§ Required task
Convert the material below into a numbered list with one item per line, leaving out any blank lines.

§ Source records
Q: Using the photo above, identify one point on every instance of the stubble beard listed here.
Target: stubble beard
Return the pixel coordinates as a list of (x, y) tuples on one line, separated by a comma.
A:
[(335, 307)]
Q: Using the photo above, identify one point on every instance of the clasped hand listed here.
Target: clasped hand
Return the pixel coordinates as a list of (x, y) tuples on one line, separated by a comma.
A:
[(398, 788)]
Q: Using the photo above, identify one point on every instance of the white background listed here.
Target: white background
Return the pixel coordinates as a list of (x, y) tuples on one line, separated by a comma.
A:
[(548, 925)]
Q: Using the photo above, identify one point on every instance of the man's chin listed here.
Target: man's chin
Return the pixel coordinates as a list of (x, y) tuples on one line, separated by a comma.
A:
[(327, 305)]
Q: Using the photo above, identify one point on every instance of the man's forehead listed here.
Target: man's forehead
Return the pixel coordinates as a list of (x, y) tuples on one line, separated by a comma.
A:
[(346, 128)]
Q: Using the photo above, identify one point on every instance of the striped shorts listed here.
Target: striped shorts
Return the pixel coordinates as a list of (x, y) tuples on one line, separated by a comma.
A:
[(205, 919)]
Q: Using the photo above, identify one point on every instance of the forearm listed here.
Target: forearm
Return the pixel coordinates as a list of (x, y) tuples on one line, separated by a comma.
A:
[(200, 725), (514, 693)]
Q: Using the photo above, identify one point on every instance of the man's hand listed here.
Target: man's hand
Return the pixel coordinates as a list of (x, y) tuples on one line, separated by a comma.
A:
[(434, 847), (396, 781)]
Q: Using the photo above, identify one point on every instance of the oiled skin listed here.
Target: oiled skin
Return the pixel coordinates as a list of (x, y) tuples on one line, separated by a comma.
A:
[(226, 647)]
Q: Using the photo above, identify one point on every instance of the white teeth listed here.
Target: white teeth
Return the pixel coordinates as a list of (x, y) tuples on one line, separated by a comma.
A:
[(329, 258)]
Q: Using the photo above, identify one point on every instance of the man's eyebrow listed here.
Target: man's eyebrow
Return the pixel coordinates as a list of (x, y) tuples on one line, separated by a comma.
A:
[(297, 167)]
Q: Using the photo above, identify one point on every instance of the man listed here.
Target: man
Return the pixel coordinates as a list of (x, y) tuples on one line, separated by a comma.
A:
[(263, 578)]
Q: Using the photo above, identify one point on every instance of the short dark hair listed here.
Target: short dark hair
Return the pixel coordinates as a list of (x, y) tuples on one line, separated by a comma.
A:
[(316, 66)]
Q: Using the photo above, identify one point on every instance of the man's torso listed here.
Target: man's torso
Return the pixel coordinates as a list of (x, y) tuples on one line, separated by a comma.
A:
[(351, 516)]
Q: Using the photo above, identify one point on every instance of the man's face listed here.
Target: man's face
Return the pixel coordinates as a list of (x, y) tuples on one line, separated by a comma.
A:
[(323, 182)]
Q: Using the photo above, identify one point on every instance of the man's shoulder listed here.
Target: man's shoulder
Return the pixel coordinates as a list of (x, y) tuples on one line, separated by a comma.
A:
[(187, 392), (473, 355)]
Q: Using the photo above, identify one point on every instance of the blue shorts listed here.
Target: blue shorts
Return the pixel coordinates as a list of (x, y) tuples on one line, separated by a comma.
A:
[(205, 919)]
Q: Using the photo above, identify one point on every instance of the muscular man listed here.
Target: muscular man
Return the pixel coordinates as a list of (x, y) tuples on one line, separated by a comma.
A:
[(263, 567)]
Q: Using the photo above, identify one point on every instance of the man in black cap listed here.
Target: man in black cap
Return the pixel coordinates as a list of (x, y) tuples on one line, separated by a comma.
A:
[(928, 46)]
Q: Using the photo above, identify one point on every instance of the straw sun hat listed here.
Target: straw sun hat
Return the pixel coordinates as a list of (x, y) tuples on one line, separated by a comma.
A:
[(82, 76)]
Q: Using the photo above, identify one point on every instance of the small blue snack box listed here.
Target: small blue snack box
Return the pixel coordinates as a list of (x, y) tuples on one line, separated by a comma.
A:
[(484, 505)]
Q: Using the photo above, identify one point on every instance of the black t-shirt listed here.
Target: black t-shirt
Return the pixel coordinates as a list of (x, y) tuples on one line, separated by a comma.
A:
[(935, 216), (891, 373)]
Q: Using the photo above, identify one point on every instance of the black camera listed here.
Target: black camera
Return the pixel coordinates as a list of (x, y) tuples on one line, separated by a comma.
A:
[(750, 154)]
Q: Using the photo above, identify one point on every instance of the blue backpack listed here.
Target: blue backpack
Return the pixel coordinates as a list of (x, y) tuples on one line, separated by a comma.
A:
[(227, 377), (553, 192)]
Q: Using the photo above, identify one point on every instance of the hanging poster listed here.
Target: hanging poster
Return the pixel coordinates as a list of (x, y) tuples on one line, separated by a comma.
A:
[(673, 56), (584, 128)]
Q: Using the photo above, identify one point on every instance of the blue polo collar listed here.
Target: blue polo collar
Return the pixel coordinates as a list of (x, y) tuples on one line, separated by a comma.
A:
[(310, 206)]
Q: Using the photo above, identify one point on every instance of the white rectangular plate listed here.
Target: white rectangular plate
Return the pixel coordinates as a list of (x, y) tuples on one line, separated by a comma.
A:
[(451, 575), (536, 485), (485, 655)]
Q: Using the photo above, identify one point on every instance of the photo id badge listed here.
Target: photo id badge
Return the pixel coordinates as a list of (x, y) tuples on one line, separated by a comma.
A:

§ Response to the task
1. Q: Using the photo above, identify one point on every instance of the stubble beard listed here.
2. Target: stubble beard
3. Return the pixel coordinates as a list of (x, y) tuples on one line, separated by a comma.
4. A:
5. [(335, 307)]
6. Q: Using the photo above, identify one point on every instance of the clasped hand listed here.
7. Target: clasped hand
8. Return the pixel coordinates as a list of (x, y) tuples on one line, separated by a comma.
9. A:
10. [(398, 788)]
11. Q: Using the photo above, identify one point on every instance of the white background listed here.
12. Target: white background
13. Return the pixel coordinates as a list of (x, y) tuples on one line, separated by a comma.
14. A:
15. [(548, 925)]
16. Q: Using the photo above, identify one point on every instance of the man's chin listed here.
17. Target: man's chin
18. Return the pixel coordinates as a list of (x, y) tuples on one line, separated by a comma.
19. A:
20. [(327, 305)]
21. Q: Using the photo above, identify one point on every instance of the man's forehead listed here.
22. Target: man's forehead
23. Return the pixel coordinates as a list of (x, y) tuples on one line, separated by a comma.
24. A:
25. [(346, 128)]
26. Q: Using the photo above, identify one point on every instance of the striped shorts listed here.
27. Target: striped shorts
28. Return the pixel coordinates as a list of (x, y) tuples on one line, separated by a comma.
29. A:
30. [(205, 919)]
31. Q: Using the photo above, identify one point on every instance of the forearm listed here.
32. Target: forearm
33. Return the pixel coordinates as a list of (x, y) tuples on one line, separated by a comma.
34. A:
35. [(200, 725), (514, 693)]
36. Q: Using the photo above, identify one point on every instance of the man's hand listed here.
37. Target: man's hand
38. Return the pixel coordinates as a list of (x, y) tuples on one line, separated by a comma.
39. A:
40. [(434, 847), (396, 781)]
41. Q: Using the photo above, identify one point on every instance of the oiled skin listed here.
42. Target: oiled skin
43. Return the pixel coordinates as a list of (x, y) tuples on one line, separated by a comma.
44. A:
45. [(226, 647)]
46. Q: Using the photo above, identify one point on every instance of the white teeth listed here.
47. Target: white teeth
48. Return the pixel coordinates as a list of (x, y) tuples on one line, separated by a comma.
49. A:
50. [(329, 258)]
51. Q: Using the photo above, identify one point on every instance of the man's eyebrow listed here.
52. Target: man's eyebrow
53. Return the pixel coordinates as a list of (x, y) tuples on one line, separated by a comma.
54. A:
55. [(297, 167)]
56. Q: Using the photo above, identify one point on every instance of the man listed here.
57. Target: man
58. Return the pixel coordinates as a list of (x, y) tuples on one line, separated by a comma.
59. A:
60. [(263, 578)]
61. Q: Using the photo above, identify one point on every instance of the short dark hair listed here.
62. Target: short dark hair
63. Return the pixel coordinates as a list of (x, y) tuples on one line, separated by a comma.
64. A:
65. [(316, 66)]
66. Q: Using the photo above, identify one point on every instance of the man's torso listed here.
67. Target: man's torso
68. Return the pixel coordinates as a list of (x, y) tuples on one line, separated by a comma.
69. A:
70. [(351, 516)]
71. Q: Using the photo above, identify one point on every instance of the man's face listed here.
72. Target: man's face
73. Return the pixel coordinates as a list of (x, y) tuples on one line, separated by a comma.
74. A:
75. [(323, 182)]
76. Q: Using the photo above, identify one point on every instance of the man's shoulder listed here.
77. Target: man's shoulder
78. Return the pixel coordinates as a list of (x, y) tuples on one line, separated by a comma.
79. A:
80. [(187, 392), (473, 355)]
81. Q: Using the photo above, identify one point on every instance of the blue shorts listed here.
82. Target: blue shorts
83. Return the pixel coordinates as a list of (x, y) tuples on one line, separated by a comma.
84. A:
85. [(205, 919)]
86. Q: Using the photo above, identify one point on every instance of the muscular man listed here.
87. Target: muscular man
88. Return the pixel coordinates as a list of (x, y) tuples on one line, separated by a comma.
89. A:
90. [(263, 567)]
91. Q: Using the photo above, identify one point on every instance of the man in black cap listed here.
92. Target: man in black cap
93. Return the pixel coordinates as a list of (x, y) tuples on one line, separated by a comma.
94. A:
95. [(928, 46)]
96. Q: Using the photo above, identify one point on every instance of the straw sun hat listed here.
97. Target: straw sun hat
98. Return the pixel coordinates as a list of (x, y) tuples on one line, separated by a comma.
99. A:
100. [(82, 76)]
101. Q: Using the photo above, identify one point on every instance of the small blue snack box listed here.
102. Target: small blue snack box
103. Return the pixel coordinates as a list of (x, y) tuples on one line, separated by a comma.
104. A:
105. [(484, 505)]
106. Q: Using the photo above, identify one point on every instance of the black t-shirt listed here.
107. Target: black t-shirt
108. Return the pixel coordinates as a list of (x, y) tuples on one line, separated by a comma.
109. A:
110. [(935, 216), (891, 373)]
111. Q: Using the photo above, identify one point on every instance of the black camera listed here.
112. Target: black camera
113. Return the pixel coordinates as a list of (x, y) tuples on one line, separated by a comma.
114. A:
115. [(750, 154)]
116. Q: Using the photo above, identify one point on every instance of the blue backpack listed here.
117. Target: blue backpack
118. Return the pixel coordinates as a list of (x, y) tuples on one line, separated by a comma.
119. A:
120. [(227, 377), (553, 192)]
121. Q: Using the photo above, identify one point on every instance of the hanging poster listed here.
122. Target: hanging poster
123. Return the pixel coordinates as a list of (x, y) tuples on one line, separated by a comma.
124. A:
125. [(673, 56), (584, 128)]
126. Q: Using the photo above, identify one point on every instance of the blue polo collar listed here.
127. Target: blue polo collar
128. Return the pixel coordinates as a list of (x, y) tuples on one line, separated by a comma.
129. A:
130. [(310, 206)]
131. Q: Using the photo above, identify one point on every instance of the white rectangular plate listed here.
132. Target: white rectangular plate
133. Return the pixel coordinates as a list of (x, y) tuples on one line, separated by a comma.
134. A:
135. [(451, 575), (536, 485), (485, 655)]
136. Q: Using the photo above, identify one point on every instance of the photo id badge listed here.
137. Target: photo id badge
138. Return the pixel coordinates as a list of (x, y) tuples on one line, separated by a comma.
139. A:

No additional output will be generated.